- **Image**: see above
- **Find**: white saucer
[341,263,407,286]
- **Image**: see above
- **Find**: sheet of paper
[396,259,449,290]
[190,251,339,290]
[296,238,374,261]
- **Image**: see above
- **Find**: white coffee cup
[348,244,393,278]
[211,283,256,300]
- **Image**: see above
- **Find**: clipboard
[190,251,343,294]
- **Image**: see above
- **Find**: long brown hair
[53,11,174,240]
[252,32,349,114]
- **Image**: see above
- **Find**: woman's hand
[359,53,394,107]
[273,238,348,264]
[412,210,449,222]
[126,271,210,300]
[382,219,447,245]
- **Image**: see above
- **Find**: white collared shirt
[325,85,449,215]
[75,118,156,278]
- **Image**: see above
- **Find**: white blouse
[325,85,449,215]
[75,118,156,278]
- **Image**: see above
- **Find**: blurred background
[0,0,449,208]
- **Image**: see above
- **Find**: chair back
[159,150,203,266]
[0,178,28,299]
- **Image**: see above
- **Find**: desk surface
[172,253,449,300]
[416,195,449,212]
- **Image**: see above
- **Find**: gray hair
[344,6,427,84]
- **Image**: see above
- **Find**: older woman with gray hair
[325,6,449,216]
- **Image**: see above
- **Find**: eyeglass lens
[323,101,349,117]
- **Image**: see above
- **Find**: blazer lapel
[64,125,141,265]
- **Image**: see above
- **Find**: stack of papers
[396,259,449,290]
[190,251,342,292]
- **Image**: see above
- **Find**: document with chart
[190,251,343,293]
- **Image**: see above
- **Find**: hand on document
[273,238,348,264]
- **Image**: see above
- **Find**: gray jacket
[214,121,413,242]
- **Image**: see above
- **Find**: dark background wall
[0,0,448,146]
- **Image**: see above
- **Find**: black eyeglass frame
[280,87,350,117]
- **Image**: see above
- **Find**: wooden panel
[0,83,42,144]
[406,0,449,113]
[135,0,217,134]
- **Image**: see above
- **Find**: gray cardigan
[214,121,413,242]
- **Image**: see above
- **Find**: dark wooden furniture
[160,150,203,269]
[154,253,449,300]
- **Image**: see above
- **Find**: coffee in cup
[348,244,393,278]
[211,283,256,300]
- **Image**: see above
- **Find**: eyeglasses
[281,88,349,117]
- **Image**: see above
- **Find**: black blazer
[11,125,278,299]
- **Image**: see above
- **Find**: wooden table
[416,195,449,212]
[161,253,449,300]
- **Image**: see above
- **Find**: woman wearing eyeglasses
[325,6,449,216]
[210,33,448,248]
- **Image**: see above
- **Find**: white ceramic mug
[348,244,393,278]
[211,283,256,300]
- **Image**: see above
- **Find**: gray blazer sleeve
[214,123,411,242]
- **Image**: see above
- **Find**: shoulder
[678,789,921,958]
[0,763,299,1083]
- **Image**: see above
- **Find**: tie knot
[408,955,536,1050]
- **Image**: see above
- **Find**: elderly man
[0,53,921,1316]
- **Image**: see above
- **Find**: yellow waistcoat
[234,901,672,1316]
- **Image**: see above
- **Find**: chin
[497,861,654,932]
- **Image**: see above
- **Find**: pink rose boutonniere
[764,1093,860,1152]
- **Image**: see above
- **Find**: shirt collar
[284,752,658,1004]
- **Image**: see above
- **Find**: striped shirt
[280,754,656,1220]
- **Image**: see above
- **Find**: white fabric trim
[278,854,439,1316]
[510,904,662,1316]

Written problem —
Count the lines of the material that contain the string "hand", with case significant, and give only the number.

Written response —
2